Monyhert Mermelstein

Monyhert Mermelstein
Monyhert Mermelstein

Monyhert Mermelstein werd geboren op 26 juni 1891 in Rosvigovo (Tsjecho-Slowakije, huidige Oekraïne). Hij huwde in 1921 met Serena Silberman (geboren in 1903) in Mukacevo (Tsjecho-Slowakije, huidige Oekraïne). Het koppel kreeg daar op 8 juni 1922 een zoon, Vyteck Mermelstein. Op dat moment waren Monyhert’s ouders, Bernard en Roza, reeds overleden.

Monyhert verhuisde in juli 1930 naar België. Hij vestigde zich op Marinisstraat 2, te Borgerhout. Ook werd hij in het vreemdelingenregister opgenomen. Monyhert was een hotelbediende. Hij verhuisde kort naar Provinciestraat 256 in Antwerpen. In juni 1931 verhuisden ook Serena en Vyteck naar België. Het gezin vestigde zich op Schupstraat 5, te Antwerpen. Hier verbleven ze tot aan de deportatie. Op 27 maart 1933 werd hun tweede zoon Robert Mermelstein geboren.

▶ **Uit te voeren opdrachten**:
a) Noem alle adressen in België waar Monyhert Mermelstein volgens de tekst over hem heeft gewoond, met de gemeente erbij.
b) Neem uit de tekst over Monyhert Mermelstein letterlijk het gedeelte over dat begint met de woorden "Monyhert Mermelstein werd" en eindigt met "Roza, reeds overleden.".
De rijen hieronder komen uit een andere bron.

▶ **Aangeleverde rijen**:
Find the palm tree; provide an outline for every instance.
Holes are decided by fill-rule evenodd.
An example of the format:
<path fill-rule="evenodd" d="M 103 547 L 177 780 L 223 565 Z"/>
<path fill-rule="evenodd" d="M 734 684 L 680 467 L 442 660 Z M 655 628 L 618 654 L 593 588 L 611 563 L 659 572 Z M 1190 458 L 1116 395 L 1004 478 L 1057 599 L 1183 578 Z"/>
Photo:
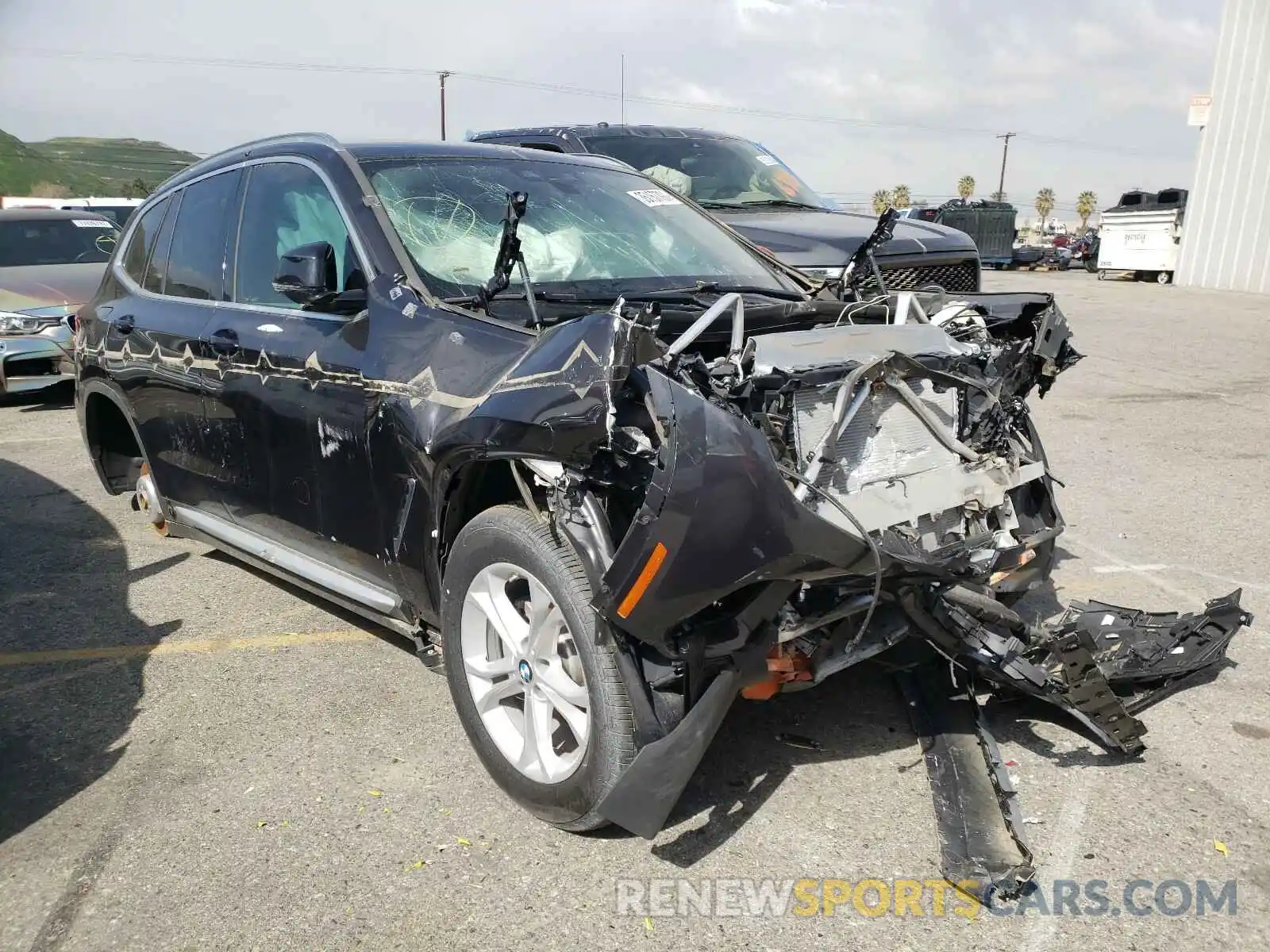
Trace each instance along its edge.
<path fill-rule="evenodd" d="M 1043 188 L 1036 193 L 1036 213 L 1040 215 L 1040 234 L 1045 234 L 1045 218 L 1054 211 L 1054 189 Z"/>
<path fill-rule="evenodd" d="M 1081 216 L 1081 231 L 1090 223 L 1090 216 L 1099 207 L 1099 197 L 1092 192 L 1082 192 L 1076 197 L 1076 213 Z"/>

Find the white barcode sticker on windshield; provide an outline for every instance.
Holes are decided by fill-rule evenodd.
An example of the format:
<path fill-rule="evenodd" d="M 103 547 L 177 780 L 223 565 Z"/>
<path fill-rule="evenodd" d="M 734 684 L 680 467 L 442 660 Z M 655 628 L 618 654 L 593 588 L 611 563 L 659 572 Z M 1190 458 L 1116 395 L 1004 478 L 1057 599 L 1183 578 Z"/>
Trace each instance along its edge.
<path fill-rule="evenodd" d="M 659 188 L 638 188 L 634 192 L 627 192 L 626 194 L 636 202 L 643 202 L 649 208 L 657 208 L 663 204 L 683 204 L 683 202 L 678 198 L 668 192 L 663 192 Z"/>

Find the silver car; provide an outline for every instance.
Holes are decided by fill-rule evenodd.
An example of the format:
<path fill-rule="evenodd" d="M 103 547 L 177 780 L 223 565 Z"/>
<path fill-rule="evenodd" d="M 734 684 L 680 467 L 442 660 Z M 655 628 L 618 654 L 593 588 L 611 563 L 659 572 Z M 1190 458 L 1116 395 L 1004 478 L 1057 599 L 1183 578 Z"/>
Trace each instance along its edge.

--

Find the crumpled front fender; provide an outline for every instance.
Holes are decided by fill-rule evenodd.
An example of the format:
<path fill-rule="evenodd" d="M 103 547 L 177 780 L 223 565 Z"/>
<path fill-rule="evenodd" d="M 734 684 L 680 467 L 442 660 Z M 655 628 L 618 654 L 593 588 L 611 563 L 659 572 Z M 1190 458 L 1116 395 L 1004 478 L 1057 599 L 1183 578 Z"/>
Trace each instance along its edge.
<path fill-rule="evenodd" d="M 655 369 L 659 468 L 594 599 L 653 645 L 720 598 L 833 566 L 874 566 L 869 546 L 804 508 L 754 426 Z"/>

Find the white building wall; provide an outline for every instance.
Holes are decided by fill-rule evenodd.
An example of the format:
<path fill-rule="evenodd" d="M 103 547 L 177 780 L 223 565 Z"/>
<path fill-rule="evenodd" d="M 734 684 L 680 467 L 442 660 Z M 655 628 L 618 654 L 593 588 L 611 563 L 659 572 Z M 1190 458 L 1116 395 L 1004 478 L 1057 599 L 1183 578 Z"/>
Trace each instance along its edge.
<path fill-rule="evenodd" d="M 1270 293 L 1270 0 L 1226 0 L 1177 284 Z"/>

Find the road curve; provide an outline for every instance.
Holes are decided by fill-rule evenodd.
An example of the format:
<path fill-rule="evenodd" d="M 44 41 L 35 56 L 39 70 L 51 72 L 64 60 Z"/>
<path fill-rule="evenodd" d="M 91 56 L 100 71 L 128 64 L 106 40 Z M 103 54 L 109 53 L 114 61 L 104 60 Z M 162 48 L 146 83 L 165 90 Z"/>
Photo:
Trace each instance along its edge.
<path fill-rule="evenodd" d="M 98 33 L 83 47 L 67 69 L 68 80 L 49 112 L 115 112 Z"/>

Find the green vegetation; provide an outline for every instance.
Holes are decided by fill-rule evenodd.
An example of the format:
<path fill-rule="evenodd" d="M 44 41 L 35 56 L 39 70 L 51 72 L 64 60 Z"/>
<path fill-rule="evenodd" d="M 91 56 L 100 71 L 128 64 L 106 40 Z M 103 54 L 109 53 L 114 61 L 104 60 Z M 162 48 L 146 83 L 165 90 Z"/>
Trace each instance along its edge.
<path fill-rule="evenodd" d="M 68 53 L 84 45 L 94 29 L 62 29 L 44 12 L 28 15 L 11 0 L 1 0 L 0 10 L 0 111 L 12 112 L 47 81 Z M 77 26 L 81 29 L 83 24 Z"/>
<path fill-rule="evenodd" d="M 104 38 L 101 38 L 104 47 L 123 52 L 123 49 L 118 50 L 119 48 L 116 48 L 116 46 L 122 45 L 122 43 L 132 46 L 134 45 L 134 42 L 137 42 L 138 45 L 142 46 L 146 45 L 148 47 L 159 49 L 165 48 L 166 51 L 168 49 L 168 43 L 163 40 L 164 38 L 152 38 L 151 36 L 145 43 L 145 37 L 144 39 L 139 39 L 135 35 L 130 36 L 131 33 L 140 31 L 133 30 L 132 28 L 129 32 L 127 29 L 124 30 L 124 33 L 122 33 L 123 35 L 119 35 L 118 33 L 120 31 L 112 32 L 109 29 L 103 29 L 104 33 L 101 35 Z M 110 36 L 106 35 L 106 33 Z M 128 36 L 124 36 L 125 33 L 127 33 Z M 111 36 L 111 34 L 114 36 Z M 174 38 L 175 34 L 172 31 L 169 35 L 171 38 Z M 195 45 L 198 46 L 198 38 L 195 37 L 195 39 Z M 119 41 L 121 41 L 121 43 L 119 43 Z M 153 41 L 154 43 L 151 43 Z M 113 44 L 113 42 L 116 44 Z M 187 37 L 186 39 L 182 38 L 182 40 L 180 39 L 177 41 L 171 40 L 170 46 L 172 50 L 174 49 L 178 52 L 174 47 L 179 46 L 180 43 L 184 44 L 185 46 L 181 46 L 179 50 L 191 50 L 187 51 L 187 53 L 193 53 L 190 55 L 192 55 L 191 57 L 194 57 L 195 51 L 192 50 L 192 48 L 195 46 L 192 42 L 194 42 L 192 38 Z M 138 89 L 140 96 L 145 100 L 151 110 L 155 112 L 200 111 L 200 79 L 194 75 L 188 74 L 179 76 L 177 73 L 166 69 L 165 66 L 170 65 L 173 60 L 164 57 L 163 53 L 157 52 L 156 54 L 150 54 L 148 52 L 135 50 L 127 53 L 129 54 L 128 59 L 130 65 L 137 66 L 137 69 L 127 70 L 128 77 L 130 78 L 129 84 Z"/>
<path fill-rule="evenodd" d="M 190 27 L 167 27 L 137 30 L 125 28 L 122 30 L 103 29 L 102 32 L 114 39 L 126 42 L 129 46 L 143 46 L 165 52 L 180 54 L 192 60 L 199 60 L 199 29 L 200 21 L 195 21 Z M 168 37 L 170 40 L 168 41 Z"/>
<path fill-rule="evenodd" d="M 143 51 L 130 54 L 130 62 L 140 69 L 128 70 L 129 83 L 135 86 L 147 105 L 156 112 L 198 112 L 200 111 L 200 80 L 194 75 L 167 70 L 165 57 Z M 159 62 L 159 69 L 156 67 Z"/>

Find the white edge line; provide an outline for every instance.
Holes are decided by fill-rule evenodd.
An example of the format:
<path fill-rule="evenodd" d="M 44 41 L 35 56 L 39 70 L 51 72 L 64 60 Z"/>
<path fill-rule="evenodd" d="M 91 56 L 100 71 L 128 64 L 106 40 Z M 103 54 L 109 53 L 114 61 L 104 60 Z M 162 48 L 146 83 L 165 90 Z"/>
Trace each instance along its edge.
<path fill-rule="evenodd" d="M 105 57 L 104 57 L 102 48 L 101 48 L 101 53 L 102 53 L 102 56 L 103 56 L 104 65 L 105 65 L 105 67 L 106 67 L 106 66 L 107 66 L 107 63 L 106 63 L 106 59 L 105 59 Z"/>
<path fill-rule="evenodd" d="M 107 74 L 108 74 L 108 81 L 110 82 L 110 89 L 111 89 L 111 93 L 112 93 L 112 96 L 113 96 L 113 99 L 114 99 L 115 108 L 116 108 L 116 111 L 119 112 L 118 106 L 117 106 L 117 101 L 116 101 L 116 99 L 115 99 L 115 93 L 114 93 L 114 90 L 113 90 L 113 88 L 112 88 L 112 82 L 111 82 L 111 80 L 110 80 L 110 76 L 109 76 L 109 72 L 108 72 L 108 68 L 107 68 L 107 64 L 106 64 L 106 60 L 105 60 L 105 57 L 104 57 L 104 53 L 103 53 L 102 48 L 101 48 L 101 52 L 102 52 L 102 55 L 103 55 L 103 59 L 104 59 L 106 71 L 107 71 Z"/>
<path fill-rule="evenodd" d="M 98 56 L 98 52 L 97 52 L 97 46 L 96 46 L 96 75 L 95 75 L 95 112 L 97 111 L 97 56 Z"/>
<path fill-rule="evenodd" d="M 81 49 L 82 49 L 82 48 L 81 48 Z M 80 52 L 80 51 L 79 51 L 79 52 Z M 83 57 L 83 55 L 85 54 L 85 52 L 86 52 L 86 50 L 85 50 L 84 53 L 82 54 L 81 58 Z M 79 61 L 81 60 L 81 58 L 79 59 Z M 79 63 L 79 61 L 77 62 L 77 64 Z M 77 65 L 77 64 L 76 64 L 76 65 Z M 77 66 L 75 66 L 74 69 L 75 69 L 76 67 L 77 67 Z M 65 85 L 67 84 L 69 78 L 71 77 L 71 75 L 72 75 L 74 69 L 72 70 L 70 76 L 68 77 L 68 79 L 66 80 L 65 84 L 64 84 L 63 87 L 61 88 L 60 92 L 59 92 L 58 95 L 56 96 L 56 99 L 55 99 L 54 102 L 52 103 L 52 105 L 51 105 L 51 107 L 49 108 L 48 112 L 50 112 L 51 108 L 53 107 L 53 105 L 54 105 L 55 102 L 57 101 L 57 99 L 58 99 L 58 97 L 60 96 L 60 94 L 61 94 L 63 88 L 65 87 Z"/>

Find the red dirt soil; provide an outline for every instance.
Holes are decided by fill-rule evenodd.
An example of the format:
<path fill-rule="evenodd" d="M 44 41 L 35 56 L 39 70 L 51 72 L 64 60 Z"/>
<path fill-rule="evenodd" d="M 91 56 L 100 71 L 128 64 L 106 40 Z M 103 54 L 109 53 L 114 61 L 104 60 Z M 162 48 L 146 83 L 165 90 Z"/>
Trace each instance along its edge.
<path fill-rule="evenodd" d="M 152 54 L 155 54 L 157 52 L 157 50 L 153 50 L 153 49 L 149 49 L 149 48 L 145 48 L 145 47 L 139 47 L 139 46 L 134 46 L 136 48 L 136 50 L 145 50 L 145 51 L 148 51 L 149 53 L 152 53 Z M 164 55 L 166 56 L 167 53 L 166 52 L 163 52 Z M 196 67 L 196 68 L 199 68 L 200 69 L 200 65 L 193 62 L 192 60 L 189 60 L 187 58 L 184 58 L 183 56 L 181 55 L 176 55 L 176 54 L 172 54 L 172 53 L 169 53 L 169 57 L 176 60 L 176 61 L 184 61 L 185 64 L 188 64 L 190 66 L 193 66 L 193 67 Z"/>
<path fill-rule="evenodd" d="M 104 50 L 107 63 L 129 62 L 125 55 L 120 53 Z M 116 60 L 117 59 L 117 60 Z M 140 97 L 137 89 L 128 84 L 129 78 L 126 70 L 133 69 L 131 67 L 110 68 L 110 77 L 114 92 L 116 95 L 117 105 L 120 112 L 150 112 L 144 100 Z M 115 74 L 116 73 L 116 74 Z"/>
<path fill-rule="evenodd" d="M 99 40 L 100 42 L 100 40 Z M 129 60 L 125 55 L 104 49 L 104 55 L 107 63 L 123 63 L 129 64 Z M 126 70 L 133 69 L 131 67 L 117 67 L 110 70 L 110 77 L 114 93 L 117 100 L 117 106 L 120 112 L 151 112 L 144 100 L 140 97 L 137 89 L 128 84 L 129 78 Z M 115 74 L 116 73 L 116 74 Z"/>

--

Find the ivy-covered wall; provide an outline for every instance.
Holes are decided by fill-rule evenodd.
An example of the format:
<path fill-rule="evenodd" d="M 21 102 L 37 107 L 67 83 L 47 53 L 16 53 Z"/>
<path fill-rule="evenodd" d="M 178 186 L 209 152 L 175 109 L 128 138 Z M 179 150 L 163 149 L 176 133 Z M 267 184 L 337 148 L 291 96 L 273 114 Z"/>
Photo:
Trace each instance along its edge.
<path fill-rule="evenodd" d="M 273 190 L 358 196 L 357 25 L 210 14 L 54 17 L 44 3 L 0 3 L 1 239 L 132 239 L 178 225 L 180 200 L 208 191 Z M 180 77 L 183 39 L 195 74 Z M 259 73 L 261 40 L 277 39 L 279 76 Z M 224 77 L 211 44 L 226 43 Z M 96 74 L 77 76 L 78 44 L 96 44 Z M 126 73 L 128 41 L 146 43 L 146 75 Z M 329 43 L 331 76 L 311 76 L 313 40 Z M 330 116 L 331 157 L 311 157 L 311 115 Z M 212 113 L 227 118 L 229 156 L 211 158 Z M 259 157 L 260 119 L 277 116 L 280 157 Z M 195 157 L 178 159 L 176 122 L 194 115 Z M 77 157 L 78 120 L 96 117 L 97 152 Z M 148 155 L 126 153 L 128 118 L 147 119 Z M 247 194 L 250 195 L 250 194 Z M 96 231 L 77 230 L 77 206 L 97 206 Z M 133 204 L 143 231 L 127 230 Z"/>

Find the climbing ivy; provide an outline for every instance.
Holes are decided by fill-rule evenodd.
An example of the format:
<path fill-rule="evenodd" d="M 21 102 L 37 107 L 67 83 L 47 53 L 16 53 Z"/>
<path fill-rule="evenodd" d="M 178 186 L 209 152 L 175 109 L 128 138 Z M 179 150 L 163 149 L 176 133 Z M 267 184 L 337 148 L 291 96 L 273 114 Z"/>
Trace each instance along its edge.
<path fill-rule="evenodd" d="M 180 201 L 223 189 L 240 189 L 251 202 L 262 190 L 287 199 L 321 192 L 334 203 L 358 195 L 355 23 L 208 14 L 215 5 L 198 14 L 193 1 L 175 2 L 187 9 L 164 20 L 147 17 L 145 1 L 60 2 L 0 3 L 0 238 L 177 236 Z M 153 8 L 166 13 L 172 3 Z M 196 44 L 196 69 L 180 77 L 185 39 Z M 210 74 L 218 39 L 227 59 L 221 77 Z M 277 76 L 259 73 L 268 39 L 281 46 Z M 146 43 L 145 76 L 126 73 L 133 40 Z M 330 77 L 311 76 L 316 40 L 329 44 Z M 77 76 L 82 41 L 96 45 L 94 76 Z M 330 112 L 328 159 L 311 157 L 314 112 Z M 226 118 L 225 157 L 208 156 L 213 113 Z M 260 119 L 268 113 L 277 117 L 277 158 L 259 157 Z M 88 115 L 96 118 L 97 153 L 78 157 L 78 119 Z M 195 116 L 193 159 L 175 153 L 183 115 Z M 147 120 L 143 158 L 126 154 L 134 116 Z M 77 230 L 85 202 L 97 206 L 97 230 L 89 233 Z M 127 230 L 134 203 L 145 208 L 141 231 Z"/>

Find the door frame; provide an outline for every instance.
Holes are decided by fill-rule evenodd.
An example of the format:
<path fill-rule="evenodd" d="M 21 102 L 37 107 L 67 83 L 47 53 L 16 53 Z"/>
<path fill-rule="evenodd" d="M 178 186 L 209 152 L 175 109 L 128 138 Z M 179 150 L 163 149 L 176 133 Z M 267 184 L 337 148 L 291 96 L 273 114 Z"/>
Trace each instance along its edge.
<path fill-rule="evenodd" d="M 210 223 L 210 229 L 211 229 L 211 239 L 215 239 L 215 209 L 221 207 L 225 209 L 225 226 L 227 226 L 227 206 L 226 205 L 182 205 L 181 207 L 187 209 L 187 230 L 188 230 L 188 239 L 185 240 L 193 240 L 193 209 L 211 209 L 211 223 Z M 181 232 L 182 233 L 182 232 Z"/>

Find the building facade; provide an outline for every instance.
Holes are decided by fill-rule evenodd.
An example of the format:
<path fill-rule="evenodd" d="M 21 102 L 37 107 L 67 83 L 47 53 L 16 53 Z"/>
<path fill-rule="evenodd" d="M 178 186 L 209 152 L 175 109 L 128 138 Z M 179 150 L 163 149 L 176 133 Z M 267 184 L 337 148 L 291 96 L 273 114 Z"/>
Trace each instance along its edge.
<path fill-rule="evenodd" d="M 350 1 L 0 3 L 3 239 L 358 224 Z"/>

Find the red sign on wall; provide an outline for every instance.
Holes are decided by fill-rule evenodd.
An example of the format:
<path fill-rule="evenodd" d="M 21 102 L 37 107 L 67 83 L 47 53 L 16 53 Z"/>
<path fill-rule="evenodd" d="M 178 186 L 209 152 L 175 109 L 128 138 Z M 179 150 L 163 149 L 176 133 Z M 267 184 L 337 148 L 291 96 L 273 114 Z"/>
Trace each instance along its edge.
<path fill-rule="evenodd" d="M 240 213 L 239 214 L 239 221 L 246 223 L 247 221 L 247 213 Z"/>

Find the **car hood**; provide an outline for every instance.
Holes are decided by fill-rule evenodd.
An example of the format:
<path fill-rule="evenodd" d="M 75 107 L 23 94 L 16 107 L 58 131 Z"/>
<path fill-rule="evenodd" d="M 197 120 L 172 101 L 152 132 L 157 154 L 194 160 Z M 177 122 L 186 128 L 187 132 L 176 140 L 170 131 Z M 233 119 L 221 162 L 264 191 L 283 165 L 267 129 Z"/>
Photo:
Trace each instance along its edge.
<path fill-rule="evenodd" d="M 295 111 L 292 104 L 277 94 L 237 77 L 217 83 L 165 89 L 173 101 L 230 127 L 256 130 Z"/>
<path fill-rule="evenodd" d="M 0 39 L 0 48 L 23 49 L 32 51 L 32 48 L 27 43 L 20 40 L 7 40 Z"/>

▶ **Antwoorden per opdracht**:
a)
- Marinisstraat 2, Borgerhout
- Provinciestraat 256, Antwerpen
- Schupstraat 5, Antwerpen

b)
Monyhert Mermelstein werd geboren op 26 juni 1891 in Rosvigovo (Tsjecho-Slowakije, huidige Oekraïne). Hij huwde in 1921 met Serena Silberman (geboren in 1903) in Mukacevo (Tsjecho-Slowakije, huidige Oekraïne). Het koppel kreeg daar op 8 juni 1922 een zoon, Vyteck Mermelstein. Op dat moment waren Monyhert’s ouders, Bernard en Roza, reeds overleden.